┌─ DATA RECORDS
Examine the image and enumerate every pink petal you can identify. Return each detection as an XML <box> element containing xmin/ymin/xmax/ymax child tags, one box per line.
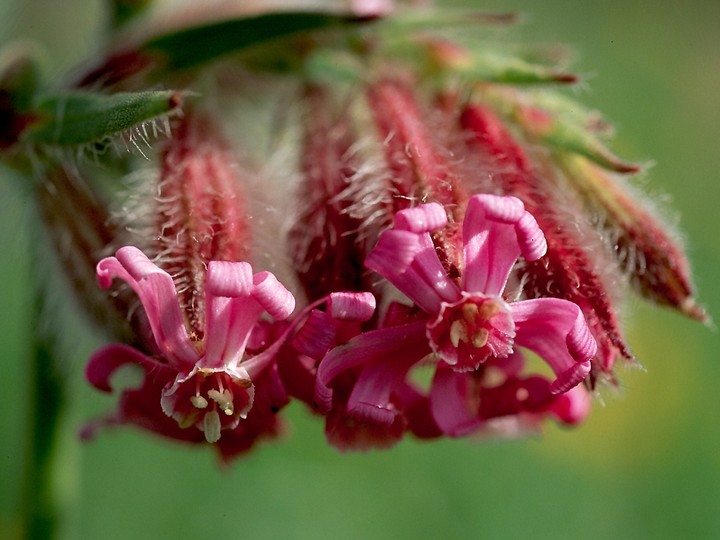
<box><xmin>394</xmin><ymin>203</ymin><xmax>447</xmax><ymax>234</ymax></box>
<box><xmin>350</xmin><ymin>0</ymin><xmax>395</xmax><ymax>18</ymax></box>
<box><xmin>97</xmin><ymin>247</ymin><xmax>198</xmax><ymax>369</ymax></box>
<box><xmin>240</xmin><ymin>327</ymin><xmax>292</xmax><ymax>381</ymax></box>
<box><xmin>347</xmin><ymin>348</ymin><xmax>424</xmax><ymax>426</ymax></box>
<box><xmin>462</xmin><ymin>195</ymin><xmax>547</xmax><ymax>296</ymax></box>
<box><xmin>252</xmin><ymin>271</ymin><xmax>296</xmax><ymax>320</ymax></box>
<box><xmin>325</xmin><ymin>404</ymin><xmax>406</xmax><ymax>452</ymax></box>
<box><xmin>292</xmin><ymin>309</ymin><xmax>338</xmax><ymax>360</ymax></box>
<box><xmin>366</xmin><ymin>229</ymin><xmax>460</xmax><ymax>313</ymax></box>
<box><xmin>203</xmin><ymin>262</ymin><xmax>261</xmax><ymax>369</ymax></box>
<box><xmin>86</xmin><ymin>343</ymin><xmax>172</xmax><ymax>392</ymax></box>
<box><xmin>395</xmin><ymin>383</ymin><xmax>442</xmax><ymax>440</ymax></box>
<box><xmin>548</xmin><ymin>384</ymin><xmax>592</xmax><ymax>425</ymax></box>
<box><xmin>314</xmin><ymin>321</ymin><xmax>429</xmax><ymax>412</ymax></box>
<box><xmin>203</xmin><ymin>263</ymin><xmax>294</xmax><ymax>369</ymax></box>
<box><xmin>549</xmin><ymin>360</ymin><xmax>591</xmax><ymax>395</ymax></box>
<box><xmin>511</xmin><ymin>298</ymin><xmax>596</xmax><ymax>392</ymax></box>
<box><xmin>206</xmin><ymin>261</ymin><xmax>254</xmax><ymax>297</ymax></box>
<box><xmin>429</xmin><ymin>367</ymin><xmax>483</xmax><ymax>437</ymax></box>
<box><xmin>327</xmin><ymin>292</ymin><xmax>376</xmax><ymax>321</ymax></box>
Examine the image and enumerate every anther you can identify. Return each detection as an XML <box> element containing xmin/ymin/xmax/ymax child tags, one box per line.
<box><xmin>208</xmin><ymin>388</ymin><xmax>234</xmax><ymax>415</ymax></box>
<box><xmin>190</xmin><ymin>395</ymin><xmax>209</xmax><ymax>409</ymax></box>
<box><xmin>472</xmin><ymin>328</ymin><xmax>489</xmax><ymax>348</ymax></box>
<box><xmin>478</xmin><ymin>301</ymin><xmax>500</xmax><ymax>320</ymax></box>
<box><xmin>461</xmin><ymin>303</ymin><xmax>480</xmax><ymax>323</ymax></box>
<box><xmin>450</xmin><ymin>320</ymin><xmax>469</xmax><ymax>347</ymax></box>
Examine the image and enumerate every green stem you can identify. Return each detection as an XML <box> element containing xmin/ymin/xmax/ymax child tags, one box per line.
<box><xmin>20</xmin><ymin>287</ymin><xmax>68</xmax><ymax>539</ymax></box>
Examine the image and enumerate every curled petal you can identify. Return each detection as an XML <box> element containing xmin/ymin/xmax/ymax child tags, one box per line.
<box><xmin>511</xmin><ymin>298</ymin><xmax>596</xmax><ymax>391</ymax></box>
<box><xmin>204</xmin><ymin>261</ymin><xmax>256</xmax><ymax>367</ymax></box>
<box><xmin>96</xmin><ymin>247</ymin><xmax>198</xmax><ymax>369</ymax></box>
<box><xmin>206</xmin><ymin>261</ymin><xmax>253</xmax><ymax>297</ymax></box>
<box><xmin>366</xmin><ymin>229</ymin><xmax>421</xmax><ymax>273</ymax></box>
<box><xmin>203</xmin><ymin>266</ymin><xmax>294</xmax><ymax>369</ymax></box>
<box><xmin>516</xmin><ymin>211</ymin><xmax>547</xmax><ymax>261</ymax></box>
<box><xmin>327</xmin><ymin>292</ymin><xmax>377</xmax><ymax>321</ymax></box>
<box><xmin>394</xmin><ymin>203</ymin><xmax>448</xmax><ymax>234</ymax></box>
<box><xmin>366</xmin><ymin>229</ymin><xmax>461</xmax><ymax>313</ymax></box>
<box><xmin>549</xmin><ymin>360</ymin><xmax>591</xmax><ymax>395</ymax></box>
<box><xmin>252</xmin><ymin>271</ymin><xmax>296</xmax><ymax>320</ymax></box>
<box><xmin>462</xmin><ymin>194</ymin><xmax>546</xmax><ymax>297</ymax></box>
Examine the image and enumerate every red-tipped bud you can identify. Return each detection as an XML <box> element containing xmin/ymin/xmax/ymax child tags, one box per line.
<box><xmin>560</xmin><ymin>154</ymin><xmax>706</xmax><ymax>321</ymax></box>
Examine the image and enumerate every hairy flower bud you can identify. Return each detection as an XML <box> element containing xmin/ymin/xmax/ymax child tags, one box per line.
<box><xmin>558</xmin><ymin>154</ymin><xmax>706</xmax><ymax>321</ymax></box>
<box><xmin>288</xmin><ymin>85</ymin><xmax>369</xmax><ymax>301</ymax></box>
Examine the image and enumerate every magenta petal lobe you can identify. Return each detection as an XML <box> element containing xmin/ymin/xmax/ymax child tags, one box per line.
<box><xmin>394</xmin><ymin>203</ymin><xmax>448</xmax><ymax>233</ymax></box>
<box><xmin>252</xmin><ymin>271</ymin><xmax>296</xmax><ymax>320</ymax></box>
<box><xmin>206</xmin><ymin>261</ymin><xmax>253</xmax><ymax>297</ymax></box>
<box><xmin>328</xmin><ymin>292</ymin><xmax>377</xmax><ymax>321</ymax></box>
<box><xmin>550</xmin><ymin>360</ymin><xmax>592</xmax><ymax>394</ymax></box>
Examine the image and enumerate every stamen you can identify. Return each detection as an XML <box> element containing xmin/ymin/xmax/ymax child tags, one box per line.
<box><xmin>208</xmin><ymin>388</ymin><xmax>234</xmax><ymax>415</ymax></box>
<box><xmin>450</xmin><ymin>320</ymin><xmax>469</xmax><ymax>347</ymax></box>
<box><xmin>461</xmin><ymin>303</ymin><xmax>479</xmax><ymax>323</ymax></box>
<box><xmin>190</xmin><ymin>395</ymin><xmax>209</xmax><ymax>408</ymax></box>
<box><xmin>203</xmin><ymin>410</ymin><xmax>222</xmax><ymax>443</ymax></box>
<box><xmin>472</xmin><ymin>328</ymin><xmax>489</xmax><ymax>348</ymax></box>
<box><xmin>215</xmin><ymin>373</ymin><xmax>225</xmax><ymax>393</ymax></box>
<box><xmin>478</xmin><ymin>301</ymin><xmax>500</xmax><ymax>320</ymax></box>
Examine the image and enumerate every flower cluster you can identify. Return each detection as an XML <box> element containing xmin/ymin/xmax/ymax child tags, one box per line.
<box><xmin>5</xmin><ymin>2</ymin><xmax>701</xmax><ymax>461</ymax></box>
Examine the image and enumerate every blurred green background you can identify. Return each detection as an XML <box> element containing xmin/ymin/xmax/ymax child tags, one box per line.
<box><xmin>1</xmin><ymin>1</ymin><xmax>718</xmax><ymax>538</ymax></box>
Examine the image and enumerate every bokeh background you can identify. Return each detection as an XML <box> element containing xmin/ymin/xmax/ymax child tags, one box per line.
<box><xmin>1</xmin><ymin>1</ymin><xmax>718</xmax><ymax>538</ymax></box>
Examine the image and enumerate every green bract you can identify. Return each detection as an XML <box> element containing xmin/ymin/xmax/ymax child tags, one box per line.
<box><xmin>21</xmin><ymin>90</ymin><xmax>182</xmax><ymax>146</ymax></box>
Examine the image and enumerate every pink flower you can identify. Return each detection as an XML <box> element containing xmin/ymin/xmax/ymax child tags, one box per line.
<box><xmin>86</xmin><ymin>246</ymin><xmax>295</xmax><ymax>446</ymax></box>
<box><xmin>314</xmin><ymin>194</ymin><xmax>597</xmax><ymax>442</ymax></box>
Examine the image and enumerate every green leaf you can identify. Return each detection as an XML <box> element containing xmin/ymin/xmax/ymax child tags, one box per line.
<box><xmin>142</xmin><ymin>12</ymin><xmax>357</xmax><ymax>72</ymax></box>
<box><xmin>21</xmin><ymin>89</ymin><xmax>183</xmax><ymax>146</ymax></box>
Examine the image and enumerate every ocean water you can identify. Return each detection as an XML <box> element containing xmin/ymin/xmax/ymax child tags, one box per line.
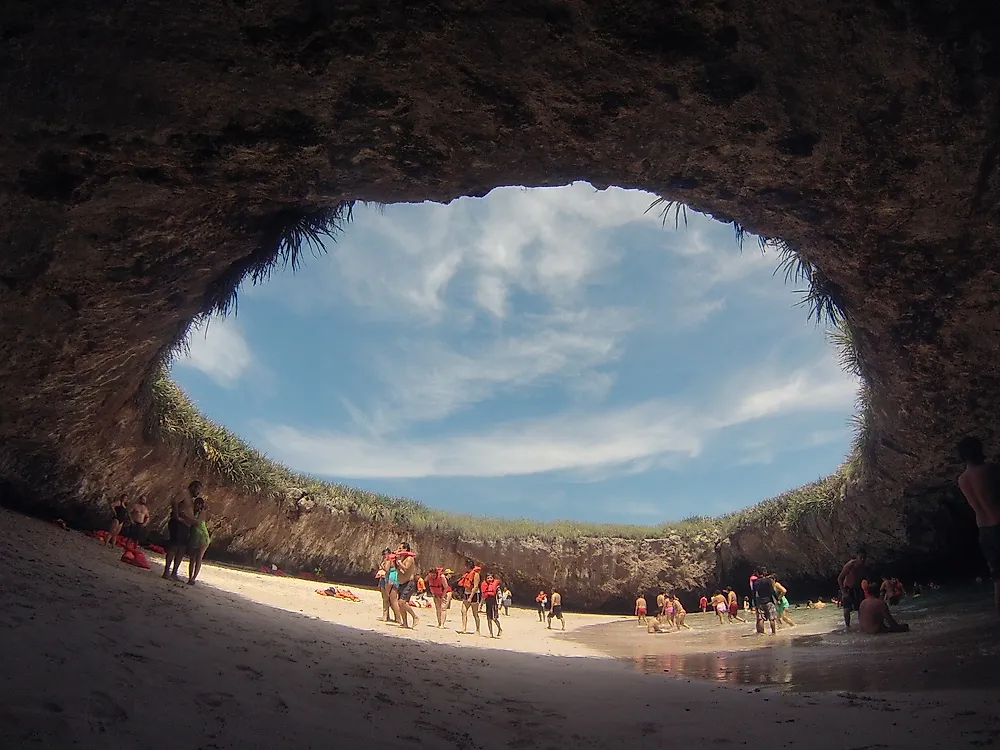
<box><xmin>563</xmin><ymin>588</ymin><xmax>1000</xmax><ymax>692</ymax></box>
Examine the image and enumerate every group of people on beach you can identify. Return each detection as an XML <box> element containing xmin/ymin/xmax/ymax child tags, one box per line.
<box><xmin>376</xmin><ymin>549</ymin><xmax>522</xmax><ymax>637</ymax></box>
<box><xmin>634</xmin><ymin>591</ymin><xmax>690</xmax><ymax>632</ymax></box>
<box><xmin>106</xmin><ymin>479</ymin><xmax>212</xmax><ymax>586</ymax></box>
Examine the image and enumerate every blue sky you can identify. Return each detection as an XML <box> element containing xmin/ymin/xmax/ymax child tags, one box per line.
<box><xmin>172</xmin><ymin>183</ymin><xmax>859</xmax><ymax>524</ymax></box>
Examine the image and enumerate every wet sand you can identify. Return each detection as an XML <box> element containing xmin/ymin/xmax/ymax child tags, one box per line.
<box><xmin>565</xmin><ymin>594</ymin><xmax>1000</xmax><ymax>692</ymax></box>
<box><xmin>2</xmin><ymin>508</ymin><xmax>998</xmax><ymax>749</ymax></box>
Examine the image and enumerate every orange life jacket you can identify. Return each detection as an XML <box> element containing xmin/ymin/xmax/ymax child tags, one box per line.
<box><xmin>427</xmin><ymin>568</ymin><xmax>449</xmax><ymax>596</ymax></box>
<box><xmin>535</xmin><ymin>592</ymin><xmax>546</xmax><ymax>603</ymax></box>
<box><xmin>481</xmin><ymin>578</ymin><xmax>501</xmax><ymax>598</ymax></box>
<box><xmin>457</xmin><ymin>566</ymin><xmax>481</xmax><ymax>591</ymax></box>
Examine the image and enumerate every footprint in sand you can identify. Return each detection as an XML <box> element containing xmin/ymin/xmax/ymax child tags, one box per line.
<box><xmin>196</xmin><ymin>692</ymin><xmax>234</xmax><ymax>709</ymax></box>
<box><xmin>235</xmin><ymin>664</ymin><xmax>263</xmax><ymax>679</ymax></box>
<box><xmin>88</xmin><ymin>690</ymin><xmax>128</xmax><ymax>731</ymax></box>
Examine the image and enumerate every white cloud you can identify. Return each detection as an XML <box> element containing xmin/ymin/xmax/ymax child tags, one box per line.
<box><xmin>353</xmin><ymin>307</ymin><xmax>633</xmax><ymax>433</ymax></box>
<box><xmin>259</xmin><ymin>354</ymin><xmax>858</xmax><ymax>479</ymax></box>
<box><xmin>175</xmin><ymin>317</ymin><xmax>253</xmax><ymax>387</ymax></box>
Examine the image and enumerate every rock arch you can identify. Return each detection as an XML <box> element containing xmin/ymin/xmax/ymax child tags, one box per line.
<box><xmin>2</xmin><ymin>2</ymin><xmax>999</xmax><ymax>602</ymax></box>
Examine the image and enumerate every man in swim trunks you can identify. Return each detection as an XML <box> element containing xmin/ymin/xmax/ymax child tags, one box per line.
<box><xmin>699</xmin><ymin>595</ymin><xmax>708</xmax><ymax>613</ymax></box>
<box><xmin>635</xmin><ymin>595</ymin><xmax>648</xmax><ymax>624</ymax></box>
<box><xmin>393</xmin><ymin>542</ymin><xmax>419</xmax><ymax>628</ymax></box>
<box><xmin>656</xmin><ymin>591</ymin><xmax>666</xmax><ymax>618</ymax></box>
<box><xmin>957</xmin><ymin>436</ymin><xmax>1000</xmax><ymax>616</ymax></box>
<box><xmin>121</xmin><ymin>496</ymin><xmax>150</xmax><ymax>547</ymax></box>
<box><xmin>163</xmin><ymin>480</ymin><xmax>199</xmax><ymax>580</ymax></box>
<box><xmin>547</xmin><ymin>590</ymin><xmax>565</xmax><ymax>630</ymax></box>
<box><xmin>837</xmin><ymin>548</ymin><xmax>870</xmax><ymax>629</ymax></box>
<box><xmin>858</xmin><ymin>592</ymin><xmax>909</xmax><ymax>634</ymax></box>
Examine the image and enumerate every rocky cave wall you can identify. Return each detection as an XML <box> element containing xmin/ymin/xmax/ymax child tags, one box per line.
<box><xmin>2</xmin><ymin>1</ymin><xmax>1000</xmax><ymax>607</ymax></box>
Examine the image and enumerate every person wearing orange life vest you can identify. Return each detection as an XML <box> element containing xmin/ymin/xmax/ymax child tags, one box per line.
<box><xmin>535</xmin><ymin>591</ymin><xmax>548</xmax><ymax>622</ymax></box>
<box><xmin>481</xmin><ymin>573</ymin><xmax>504</xmax><ymax>638</ymax></box>
<box><xmin>456</xmin><ymin>559</ymin><xmax>482</xmax><ymax>635</ymax></box>
<box><xmin>426</xmin><ymin>567</ymin><xmax>451</xmax><ymax>628</ymax></box>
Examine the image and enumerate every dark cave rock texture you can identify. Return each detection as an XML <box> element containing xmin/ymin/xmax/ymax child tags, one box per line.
<box><xmin>2</xmin><ymin>1</ymin><xmax>1000</xmax><ymax>605</ymax></box>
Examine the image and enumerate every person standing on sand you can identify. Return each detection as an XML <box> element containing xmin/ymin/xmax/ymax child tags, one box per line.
<box><xmin>536</xmin><ymin>591</ymin><xmax>548</xmax><ymax>622</ymax></box>
<box><xmin>656</xmin><ymin>591</ymin><xmax>666</xmax><ymax>619</ymax></box>
<box><xmin>186</xmin><ymin>496</ymin><xmax>211</xmax><ymax>585</ymax></box>
<box><xmin>427</xmin><ymin>566</ymin><xmax>450</xmax><ymax>627</ymax></box>
<box><xmin>376</xmin><ymin>549</ymin><xmax>395</xmax><ymax>623</ymax></box>
<box><xmin>106</xmin><ymin>493</ymin><xmax>130</xmax><ymax>547</ymax></box>
<box><xmin>121</xmin><ymin>496</ymin><xmax>150</xmax><ymax>548</ymax></box>
<box><xmin>635</xmin><ymin>594</ymin><xmax>648</xmax><ymax>624</ymax></box>
<box><xmin>837</xmin><ymin>548</ymin><xmax>870</xmax><ymax>629</ymax></box>
<box><xmin>481</xmin><ymin>573</ymin><xmax>503</xmax><ymax>638</ymax></box>
<box><xmin>163</xmin><ymin>480</ymin><xmax>199</xmax><ymax>581</ymax></box>
<box><xmin>502</xmin><ymin>586</ymin><xmax>512</xmax><ymax>616</ymax></box>
<box><xmin>547</xmin><ymin>589</ymin><xmax>565</xmax><ymax>630</ymax></box>
<box><xmin>457</xmin><ymin>560</ymin><xmax>482</xmax><ymax>635</ymax></box>
<box><xmin>699</xmin><ymin>595</ymin><xmax>708</xmax><ymax>613</ymax></box>
<box><xmin>957</xmin><ymin>436</ymin><xmax>1000</xmax><ymax>616</ymax></box>
<box><xmin>393</xmin><ymin>542</ymin><xmax>419</xmax><ymax>628</ymax></box>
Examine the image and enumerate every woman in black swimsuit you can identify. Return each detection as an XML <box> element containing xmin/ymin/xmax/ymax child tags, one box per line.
<box><xmin>106</xmin><ymin>493</ymin><xmax>129</xmax><ymax>547</ymax></box>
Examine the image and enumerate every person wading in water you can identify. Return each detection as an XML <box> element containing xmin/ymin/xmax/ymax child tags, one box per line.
<box><xmin>457</xmin><ymin>560</ymin><xmax>482</xmax><ymax>635</ymax></box>
<box><xmin>837</xmin><ymin>548</ymin><xmax>870</xmax><ymax>629</ymax></box>
<box><xmin>957</xmin><ymin>436</ymin><xmax>1000</xmax><ymax>616</ymax></box>
<box><xmin>481</xmin><ymin>573</ymin><xmax>503</xmax><ymax>638</ymax></box>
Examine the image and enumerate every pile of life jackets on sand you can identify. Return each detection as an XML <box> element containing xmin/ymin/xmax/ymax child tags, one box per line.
<box><xmin>315</xmin><ymin>587</ymin><xmax>362</xmax><ymax>602</ymax></box>
<box><xmin>84</xmin><ymin>529</ymin><xmax>155</xmax><ymax>569</ymax></box>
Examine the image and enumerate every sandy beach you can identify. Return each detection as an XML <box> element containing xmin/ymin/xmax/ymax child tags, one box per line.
<box><xmin>1</xmin><ymin>508</ymin><xmax>998</xmax><ymax>749</ymax></box>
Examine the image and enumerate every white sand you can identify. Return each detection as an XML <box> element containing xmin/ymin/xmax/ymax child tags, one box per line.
<box><xmin>1</xmin><ymin>508</ymin><xmax>996</xmax><ymax>749</ymax></box>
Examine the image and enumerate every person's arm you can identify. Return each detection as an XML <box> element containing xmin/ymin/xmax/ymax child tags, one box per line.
<box><xmin>881</xmin><ymin>601</ymin><xmax>902</xmax><ymax>630</ymax></box>
<box><xmin>774</xmin><ymin>581</ymin><xmax>787</xmax><ymax>597</ymax></box>
<box><xmin>837</xmin><ymin>562</ymin><xmax>851</xmax><ymax>590</ymax></box>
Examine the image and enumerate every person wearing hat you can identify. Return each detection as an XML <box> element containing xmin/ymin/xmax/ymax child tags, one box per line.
<box><xmin>443</xmin><ymin>568</ymin><xmax>455</xmax><ymax>609</ymax></box>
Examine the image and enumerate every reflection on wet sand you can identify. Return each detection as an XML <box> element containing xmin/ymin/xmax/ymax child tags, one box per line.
<box><xmin>564</xmin><ymin>589</ymin><xmax>1000</xmax><ymax>692</ymax></box>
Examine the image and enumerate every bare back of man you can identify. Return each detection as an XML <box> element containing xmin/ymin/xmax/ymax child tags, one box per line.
<box><xmin>957</xmin><ymin>437</ymin><xmax>1000</xmax><ymax>615</ymax></box>
<box><xmin>858</xmin><ymin>596</ymin><xmax>909</xmax><ymax>634</ymax></box>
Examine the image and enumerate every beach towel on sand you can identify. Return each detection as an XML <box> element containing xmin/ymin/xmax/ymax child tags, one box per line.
<box><xmin>315</xmin><ymin>587</ymin><xmax>361</xmax><ymax>602</ymax></box>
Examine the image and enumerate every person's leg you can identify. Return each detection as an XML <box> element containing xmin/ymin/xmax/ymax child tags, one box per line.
<box><xmin>471</xmin><ymin>600</ymin><xmax>480</xmax><ymax>633</ymax></box>
<box><xmin>189</xmin><ymin>546</ymin><xmax>207</xmax><ymax>584</ymax></box>
<box><xmin>108</xmin><ymin>519</ymin><xmax>122</xmax><ymax>547</ymax></box>
<box><xmin>171</xmin><ymin>547</ymin><xmax>184</xmax><ymax>579</ymax></box>
<box><xmin>460</xmin><ymin>599</ymin><xmax>469</xmax><ymax>632</ymax></box>
<box><xmin>547</xmin><ymin>612</ymin><xmax>552</xmax><ymax>629</ymax></box>
<box><xmin>163</xmin><ymin>546</ymin><xmax>176</xmax><ymax>579</ymax></box>
<box><xmin>400</xmin><ymin>597</ymin><xmax>419</xmax><ymax>628</ymax></box>
<box><xmin>560</xmin><ymin>613</ymin><xmax>565</xmax><ymax>631</ymax></box>
<box><xmin>388</xmin><ymin>586</ymin><xmax>404</xmax><ymax>626</ymax></box>
<box><xmin>486</xmin><ymin>606</ymin><xmax>495</xmax><ymax>638</ymax></box>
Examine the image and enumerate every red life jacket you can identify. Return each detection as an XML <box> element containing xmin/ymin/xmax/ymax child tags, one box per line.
<box><xmin>428</xmin><ymin>568</ymin><xmax>449</xmax><ymax>596</ymax></box>
<box><xmin>481</xmin><ymin>578</ymin><xmax>501</xmax><ymax>598</ymax></box>
<box><xmin>457</xmin><ymin>566</ymin><xmax>481</xmax><ymax>591</ymax></box>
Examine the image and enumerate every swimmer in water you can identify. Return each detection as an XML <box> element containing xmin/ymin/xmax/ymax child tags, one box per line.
<box><xmin>957</xmin><ymin>436</ymin><xmax>1000</xmax><ymax>616</ymax></box>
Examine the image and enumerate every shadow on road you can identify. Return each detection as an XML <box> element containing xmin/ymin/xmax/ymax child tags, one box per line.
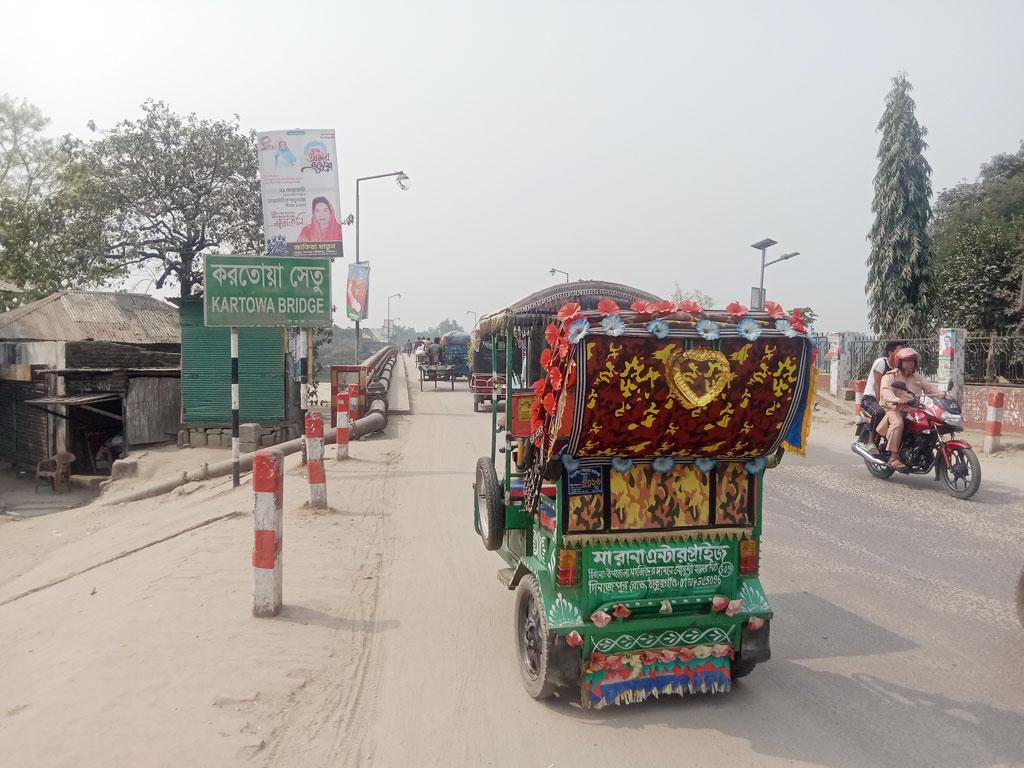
└─
Extract only the lines from the one that contains "Examine the image and enumerate every red life" through the end of the records, inclusive, and omit every picture.

SOLVED EXERCISE:
Examine the image and enumerate every red life jacket you can identify. Return each detection as an XML <box> element containing xmin/ymin/xmax/ymax child tags, one box per line.
<box><xmin>428</xmin><ymin>568</ymin><xmax>449</xmax><ymax>596</ymax></box>
<box><xmin>481</xmin><ymin>578</ymin><xmax>501</xmax><ymax>598</ymax></box>
<box><xmin>457</xmin><ymin>566</ymin><xmax>481</xmax><ymax>591</ymax></box>
Examine the image and enumerate every swimmer in water you can identify. Return each detection as an XML <box> element containing xmin/ymin/xmax/ymax child tags, one box per line.
<box><xmin>957</xmin><ymin>436</ymin><xmax>1000</xmax><ymax>616</ymax></box>
Examine the image and enumerate every shadow on road you can identify. Return each detection as an XML <box> element containing xmin/ymin/xmax/ymax child tags, one box per line.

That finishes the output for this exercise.